#### Recorded data

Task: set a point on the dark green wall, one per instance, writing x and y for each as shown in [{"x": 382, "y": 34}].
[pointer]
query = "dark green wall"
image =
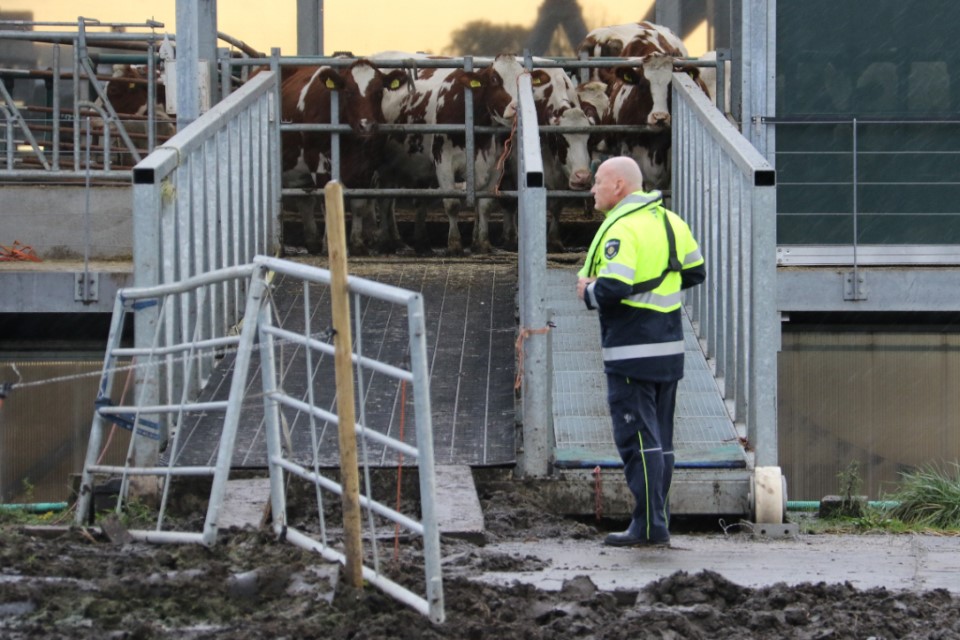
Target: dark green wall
[{"x": 894, "y": 65}]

########

→ **Exercise**
Render each line of the items above as a JSON list of strings, one string per line, with blank lines skipped and the pictures left out.

→ **Task solution**
[
  "Task: set a point on the dark green wall, one per instance, writing x and y for each as shown in [{\"x\": 382, \"y\": 34}].",
  "[pointer]",
  "query = \"dark green wall\"",
  "image =",
  "Target: dark green wall",
  "[{\"x\": 894, \"y\": 65}]"
]